__PROBLEM STATEMENT__.
Each line below should be retyped exactly, with no pictures.

__MATERIAL SUPPLIED__.
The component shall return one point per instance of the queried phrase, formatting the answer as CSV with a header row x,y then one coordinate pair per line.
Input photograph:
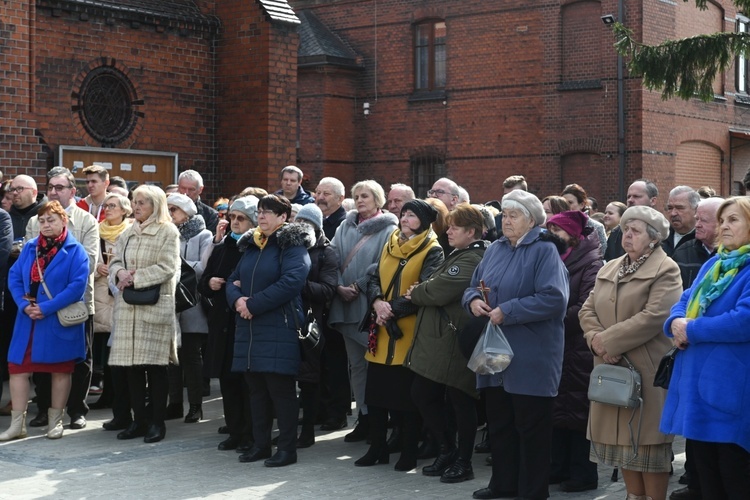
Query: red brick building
x,y
482,90
211,82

__OUTPUT OF THE EXERCISE__.
The component shall return one point per instance of the queried phrase, formatting the answer as CSV with a header row x,y then one coordinate pair per line.
Input photograph:
Query: red brick building
x,y
482,90
211,82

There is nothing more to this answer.